*INSTRUCTION 1*.
From the USB controller thread, return the passage between "On Thu, 11 Apr" and "than one sys-usb).", inclusive.
*INSTRUCTION 2*.
In the USB controller thread, condense the paragraph beginning "If you really have 4 USB controllers" into a short bulleted list that keeps its main points.

On Thu, 11 Apr 2019, jrsmi...@gmail.com wrote:

> On Wednesday, April 10, 2019 at 3:25:34 AM UTC-7, unman wrote:
> > On Tue, Apr 09, 2019 at 11:45:02AM -0700, jrsmi...@gmail.com wrote:
> > > If there is no signal on PS/2 ground or I can eliminate it, is this the 
> > > more secure route or is it worth doing the USB shuffle?  I have 4 USB 
> > > controllers available.
> > > 
> > 
> > If you really have 4 USB controllers I would allocate one to dom0 and 3
> > to sys-usb (or more than one sys-usb).
> > Depending on your level of paranoia you might want to permanently attach
> > the devices to the usb port in dom0 - I mean physically.

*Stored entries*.
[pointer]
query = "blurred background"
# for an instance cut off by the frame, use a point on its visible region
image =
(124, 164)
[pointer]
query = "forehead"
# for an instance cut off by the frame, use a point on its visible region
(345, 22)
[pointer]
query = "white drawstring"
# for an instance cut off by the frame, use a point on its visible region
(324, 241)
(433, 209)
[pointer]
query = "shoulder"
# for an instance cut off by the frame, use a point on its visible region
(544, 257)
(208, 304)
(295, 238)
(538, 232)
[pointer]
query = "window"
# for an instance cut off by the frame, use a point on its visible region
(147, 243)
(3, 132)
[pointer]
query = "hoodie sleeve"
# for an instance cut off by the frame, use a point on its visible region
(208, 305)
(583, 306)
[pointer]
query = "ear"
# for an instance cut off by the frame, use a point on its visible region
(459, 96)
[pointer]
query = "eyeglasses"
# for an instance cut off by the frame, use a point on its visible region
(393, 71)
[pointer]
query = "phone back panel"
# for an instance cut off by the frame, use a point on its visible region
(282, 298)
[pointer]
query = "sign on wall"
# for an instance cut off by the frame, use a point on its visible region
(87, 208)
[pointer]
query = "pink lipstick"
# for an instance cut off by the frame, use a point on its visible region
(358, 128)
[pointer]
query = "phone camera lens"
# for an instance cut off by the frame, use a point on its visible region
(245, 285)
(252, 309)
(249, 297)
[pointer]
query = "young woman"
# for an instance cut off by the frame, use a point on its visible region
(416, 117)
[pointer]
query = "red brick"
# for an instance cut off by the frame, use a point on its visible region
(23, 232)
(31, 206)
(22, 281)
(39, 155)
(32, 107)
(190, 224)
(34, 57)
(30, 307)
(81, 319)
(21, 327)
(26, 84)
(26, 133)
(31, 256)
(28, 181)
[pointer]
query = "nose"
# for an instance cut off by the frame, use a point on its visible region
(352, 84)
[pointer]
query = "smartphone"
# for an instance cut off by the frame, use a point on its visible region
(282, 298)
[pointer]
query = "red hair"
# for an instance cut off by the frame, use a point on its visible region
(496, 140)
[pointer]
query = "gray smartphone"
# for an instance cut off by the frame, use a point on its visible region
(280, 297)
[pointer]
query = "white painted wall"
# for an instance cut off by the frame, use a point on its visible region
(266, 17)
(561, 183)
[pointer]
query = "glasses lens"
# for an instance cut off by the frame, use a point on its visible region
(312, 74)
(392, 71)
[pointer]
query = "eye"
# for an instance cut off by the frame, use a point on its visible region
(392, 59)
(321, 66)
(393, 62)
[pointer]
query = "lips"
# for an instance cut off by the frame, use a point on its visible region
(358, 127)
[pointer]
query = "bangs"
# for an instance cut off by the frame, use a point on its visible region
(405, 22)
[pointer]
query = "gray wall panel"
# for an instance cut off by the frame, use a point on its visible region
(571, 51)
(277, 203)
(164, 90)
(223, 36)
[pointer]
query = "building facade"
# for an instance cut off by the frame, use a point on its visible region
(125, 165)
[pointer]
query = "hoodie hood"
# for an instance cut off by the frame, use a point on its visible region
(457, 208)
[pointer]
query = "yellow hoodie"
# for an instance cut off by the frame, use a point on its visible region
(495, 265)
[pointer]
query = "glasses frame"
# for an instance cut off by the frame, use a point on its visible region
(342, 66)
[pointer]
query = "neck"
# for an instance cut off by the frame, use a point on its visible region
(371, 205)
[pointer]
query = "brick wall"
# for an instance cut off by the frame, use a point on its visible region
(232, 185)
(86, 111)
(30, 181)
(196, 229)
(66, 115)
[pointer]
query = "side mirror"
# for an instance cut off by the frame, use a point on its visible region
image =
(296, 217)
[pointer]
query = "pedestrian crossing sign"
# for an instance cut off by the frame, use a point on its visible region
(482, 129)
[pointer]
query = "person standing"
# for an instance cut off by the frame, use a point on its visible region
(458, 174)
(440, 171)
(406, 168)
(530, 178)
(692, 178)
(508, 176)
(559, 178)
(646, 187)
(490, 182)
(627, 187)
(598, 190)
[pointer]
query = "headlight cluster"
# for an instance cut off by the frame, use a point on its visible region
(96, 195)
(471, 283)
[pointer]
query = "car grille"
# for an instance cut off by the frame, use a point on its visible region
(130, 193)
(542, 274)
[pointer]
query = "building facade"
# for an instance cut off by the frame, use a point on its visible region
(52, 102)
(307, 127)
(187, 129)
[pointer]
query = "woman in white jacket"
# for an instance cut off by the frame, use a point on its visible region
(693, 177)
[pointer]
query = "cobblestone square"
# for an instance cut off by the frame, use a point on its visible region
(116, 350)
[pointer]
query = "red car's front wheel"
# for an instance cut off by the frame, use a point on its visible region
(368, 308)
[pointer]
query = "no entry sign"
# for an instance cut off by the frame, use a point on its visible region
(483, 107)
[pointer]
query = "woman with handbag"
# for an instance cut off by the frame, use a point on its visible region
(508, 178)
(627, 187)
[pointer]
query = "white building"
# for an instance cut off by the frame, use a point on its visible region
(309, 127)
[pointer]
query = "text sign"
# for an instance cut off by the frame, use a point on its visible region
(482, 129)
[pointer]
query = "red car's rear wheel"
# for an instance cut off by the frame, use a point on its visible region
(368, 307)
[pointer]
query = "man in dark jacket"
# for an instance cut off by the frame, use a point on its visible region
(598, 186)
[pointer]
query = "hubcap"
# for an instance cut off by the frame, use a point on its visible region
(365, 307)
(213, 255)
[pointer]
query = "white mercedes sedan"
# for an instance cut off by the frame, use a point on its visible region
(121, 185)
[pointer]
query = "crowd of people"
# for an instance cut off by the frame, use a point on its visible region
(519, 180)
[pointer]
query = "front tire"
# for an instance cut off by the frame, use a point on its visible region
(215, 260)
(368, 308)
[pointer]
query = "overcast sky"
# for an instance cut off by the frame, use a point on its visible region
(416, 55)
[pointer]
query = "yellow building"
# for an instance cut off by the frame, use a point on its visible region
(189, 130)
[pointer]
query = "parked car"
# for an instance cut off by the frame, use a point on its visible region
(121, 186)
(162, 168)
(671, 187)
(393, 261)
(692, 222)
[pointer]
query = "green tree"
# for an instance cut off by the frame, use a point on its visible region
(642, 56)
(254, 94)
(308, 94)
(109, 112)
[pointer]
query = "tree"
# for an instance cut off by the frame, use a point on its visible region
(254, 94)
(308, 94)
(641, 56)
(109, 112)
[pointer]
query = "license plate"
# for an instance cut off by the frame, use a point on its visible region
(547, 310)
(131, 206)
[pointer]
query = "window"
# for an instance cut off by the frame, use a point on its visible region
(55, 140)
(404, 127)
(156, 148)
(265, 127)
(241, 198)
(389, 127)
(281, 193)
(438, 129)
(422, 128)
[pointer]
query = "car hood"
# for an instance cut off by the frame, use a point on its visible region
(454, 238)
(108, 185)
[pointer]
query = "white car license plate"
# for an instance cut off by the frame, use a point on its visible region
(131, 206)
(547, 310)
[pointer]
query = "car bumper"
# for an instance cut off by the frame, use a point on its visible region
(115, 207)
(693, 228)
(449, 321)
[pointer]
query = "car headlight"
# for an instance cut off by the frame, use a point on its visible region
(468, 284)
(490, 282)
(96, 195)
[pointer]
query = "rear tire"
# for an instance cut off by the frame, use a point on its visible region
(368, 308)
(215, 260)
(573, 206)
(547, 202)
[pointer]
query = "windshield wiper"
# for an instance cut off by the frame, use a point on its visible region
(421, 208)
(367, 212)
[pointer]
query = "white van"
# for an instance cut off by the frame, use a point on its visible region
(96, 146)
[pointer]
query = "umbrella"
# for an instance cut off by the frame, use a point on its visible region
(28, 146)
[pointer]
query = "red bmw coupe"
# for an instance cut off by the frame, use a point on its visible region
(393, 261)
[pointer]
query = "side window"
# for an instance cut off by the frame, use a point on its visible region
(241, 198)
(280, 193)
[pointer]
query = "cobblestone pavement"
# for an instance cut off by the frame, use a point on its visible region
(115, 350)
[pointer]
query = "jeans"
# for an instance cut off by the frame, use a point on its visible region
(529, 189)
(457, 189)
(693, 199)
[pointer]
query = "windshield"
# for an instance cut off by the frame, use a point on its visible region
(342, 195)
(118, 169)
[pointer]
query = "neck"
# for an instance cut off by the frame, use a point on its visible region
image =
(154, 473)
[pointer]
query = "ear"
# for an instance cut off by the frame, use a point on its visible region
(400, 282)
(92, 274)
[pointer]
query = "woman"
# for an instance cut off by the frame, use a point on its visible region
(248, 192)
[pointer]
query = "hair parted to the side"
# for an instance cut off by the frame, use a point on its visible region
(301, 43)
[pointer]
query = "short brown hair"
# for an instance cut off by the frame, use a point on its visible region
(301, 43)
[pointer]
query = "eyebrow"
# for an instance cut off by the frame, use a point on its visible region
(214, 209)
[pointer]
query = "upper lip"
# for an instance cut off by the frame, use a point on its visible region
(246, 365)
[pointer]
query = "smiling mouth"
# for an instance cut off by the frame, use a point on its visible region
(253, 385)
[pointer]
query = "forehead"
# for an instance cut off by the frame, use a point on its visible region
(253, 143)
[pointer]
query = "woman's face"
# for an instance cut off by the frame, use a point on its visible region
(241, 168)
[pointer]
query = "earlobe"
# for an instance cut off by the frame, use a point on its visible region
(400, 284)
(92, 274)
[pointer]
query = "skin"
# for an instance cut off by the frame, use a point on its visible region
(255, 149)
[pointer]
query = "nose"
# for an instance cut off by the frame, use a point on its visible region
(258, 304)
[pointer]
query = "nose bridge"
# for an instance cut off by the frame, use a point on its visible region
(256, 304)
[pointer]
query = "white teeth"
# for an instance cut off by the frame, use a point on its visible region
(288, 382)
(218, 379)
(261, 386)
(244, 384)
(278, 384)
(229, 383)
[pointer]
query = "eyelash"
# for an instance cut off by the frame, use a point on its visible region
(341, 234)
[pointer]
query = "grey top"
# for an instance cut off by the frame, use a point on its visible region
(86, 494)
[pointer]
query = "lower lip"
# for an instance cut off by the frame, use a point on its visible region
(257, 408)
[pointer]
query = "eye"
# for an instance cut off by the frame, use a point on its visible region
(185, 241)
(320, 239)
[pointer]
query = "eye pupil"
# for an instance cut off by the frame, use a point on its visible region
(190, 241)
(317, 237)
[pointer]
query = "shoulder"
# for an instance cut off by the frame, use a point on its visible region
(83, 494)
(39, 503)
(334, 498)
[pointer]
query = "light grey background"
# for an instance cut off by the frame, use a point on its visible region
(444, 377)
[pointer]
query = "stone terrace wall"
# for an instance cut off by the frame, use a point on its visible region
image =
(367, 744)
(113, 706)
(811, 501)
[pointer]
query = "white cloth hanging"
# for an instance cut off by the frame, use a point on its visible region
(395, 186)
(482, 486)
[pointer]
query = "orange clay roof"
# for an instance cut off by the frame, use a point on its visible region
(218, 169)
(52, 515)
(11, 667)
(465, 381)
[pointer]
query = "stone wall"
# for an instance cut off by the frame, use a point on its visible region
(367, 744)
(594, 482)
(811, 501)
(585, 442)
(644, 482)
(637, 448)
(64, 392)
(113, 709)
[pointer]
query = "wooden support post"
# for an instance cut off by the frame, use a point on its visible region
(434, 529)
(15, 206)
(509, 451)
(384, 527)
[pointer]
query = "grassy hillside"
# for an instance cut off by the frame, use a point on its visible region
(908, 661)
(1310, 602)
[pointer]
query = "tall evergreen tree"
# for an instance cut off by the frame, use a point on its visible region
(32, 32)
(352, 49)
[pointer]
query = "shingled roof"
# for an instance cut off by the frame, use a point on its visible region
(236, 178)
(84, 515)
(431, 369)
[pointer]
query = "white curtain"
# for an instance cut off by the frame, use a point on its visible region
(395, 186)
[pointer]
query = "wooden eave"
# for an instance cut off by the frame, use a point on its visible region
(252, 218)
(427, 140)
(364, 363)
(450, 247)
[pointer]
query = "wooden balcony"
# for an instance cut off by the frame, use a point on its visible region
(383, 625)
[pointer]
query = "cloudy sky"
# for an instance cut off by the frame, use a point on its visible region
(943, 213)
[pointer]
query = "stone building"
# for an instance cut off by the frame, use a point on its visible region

*WORKED ANSWER 1*.
On Thu, 11 Apr 2019, jrsmi...@gmail.com wrote:

> On Wednesday, April 10, 2019 at 3:25:34 AM UTC-7, unman wrote:
> > On Tue, Apr 09, 2019 at 11:45:02AM -0700, jrsmi...@gmail.com wrote:
> > > If there is no signal on PS/2 ground or I can eliminate it, is this the 
> > > more secure route or is it worth doing the USB shuffle?  I have 4 USB 
> > > controllers available.
> > > 
> > 
> > If you really have 4 USB controllers I would allocate one to dom0 and 3
> > to sys-usb (or more than one sys-usb).

*WORKED ANSWER 2*.
- With four USB controllers, allocate one to dom0 and three to sys-usb (or to more than one sys-usb).
- Depending on your level of paranoia, consider permanently and physically attaching the devices to the USB port in dom0.